— Текст для чтения —
►
По моим наблюдениям, песня сейчас больше в ходу, чем просто стихи. А так как песню совсем не обязательно слушать в залах (хотя в залах она, конечно, выигрывает в звучании) и так как песню можно слушать, собственно, где угодно, то изменилась и аудитория. Она ближе подошла к поэтам-композиторам, чем когда-то просто к поэтам. А такой контакт, конечно, естественней всех других. Так же, впрочем, как сама поэзия (нужная человеку во всех её обликах) естественней в виде песен, чем в виде стихов. Ведь песня была раньше стихов, как мы знаем. Песня была всегда.

* * *

…О так называемом сопереживании. Скажу о себе, как читателе и слушателе. Если я уже знаю творчество поэта по книгам или певца — по плёнкам, я иду на его выступление не затем, чтобы «разделить переживание» с другими, а только затем, что дома не хватило его книг или всё ещё мало мне его песен. Если мнение зала о выступлении совпадёт с моим — я не против. Но, с другой стороны, я знаю ведь, что моё суждение в любом случае останется при мне! «Гамлета» в игре Смоктуновского можно смотреть, думаю я, даже в пустом кинозале. (Хотя двое-трое близких или хорошо знакомых людей тут никак не помешали бы: особенно, когда в кадре на крепостной стене появляется Тень Короля! Единственному зрителю в тёмном зале сделалось бы тут немножко не по себе…)

Для выступающего НЕ с экрана, наверное, лучше, когда публики много. В этом он увидит своё не-одиночество, — подтверждение своей правды в искусстве. Однако же сама публика, если она идёт на какой-либо вечер заведомо для коммунального «сопереживания» и для поддержки ажиотажа друг в друге, — натурально, становится неприятной. Но ведь общее настроение зала, мне скажут, стихийно: оно-де не возникает по заранее намеченному плану. Отвечу: бывает, что и стихийно. Но бывало ведь и так в недавнюю старину, что у «стихии» в карманах заранее лежали гнилые помидоры, чтобы ими встретить артиста! А теперь помидор хоть и вышел, кажется (в его прямом виде), из употребления, — но зато он неощутимо разлился по всему остальному поведению публики в зале. Есть даже особый разряд фигур, приходящих нарочно, чтобы уйти. Приходящих на концерт крадучись, а уходящих демонстративно, в самый разгар выступления. Я и сама имела честь наблюдать всю нестихийность этого явления — изнутри.

Но даже если говорить об искренних, почти непроизвольных, откликах публики на песню или стихи… Хочется и в этом случае верить, что аудитория понимающая ходит на вечера и концерты не с целью «разделить переживание», а ради самих стихов или песен. А переживания сколько угодно можно делить ведь и по поводу прочитанной книги, и совсем не обязательно с незнакомыми!
◄
— Исходные материалы —
►
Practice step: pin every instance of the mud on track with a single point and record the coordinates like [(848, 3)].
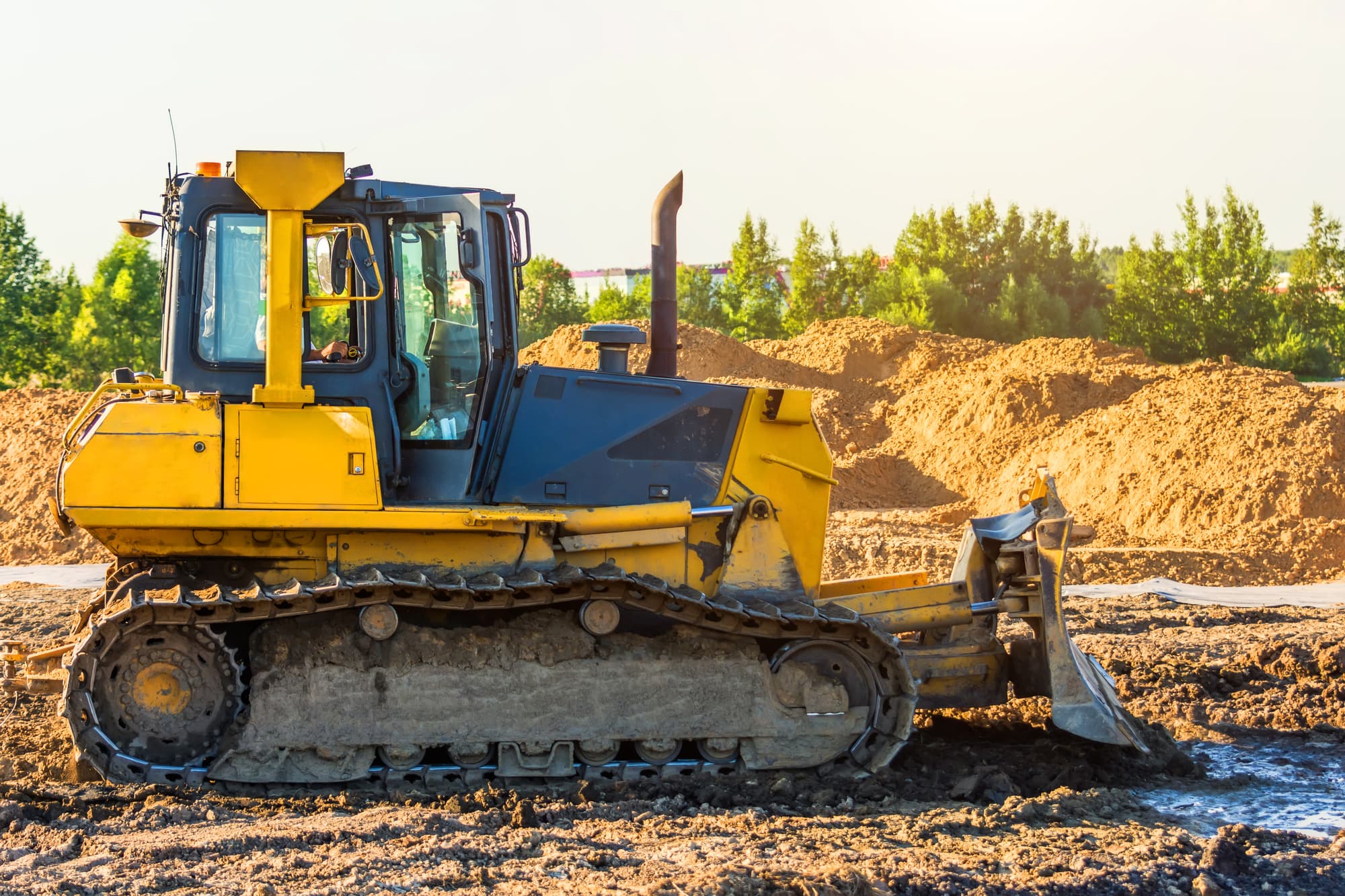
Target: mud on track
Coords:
[(987, 802)]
◄
— Задание —
Перепишите отрывок текста о песне и публике с «Но даже если» по «обязательно с незнакомыми!», заменив «концерты» на «выступления».

— Полный ответ —
Но даже если говорить об искренних, почти непроизвольных, откликах публики на песню или стихи… Хочется и в этом случае верить, что аудитория понимающая ходит на вечера и выступления не с целью «разделить переживание», а ради самих стихов или песен. А переживания сколько угодно можно делить ведь и по поводу прочитанной книги, и совсем не обязательно с незнакомыми!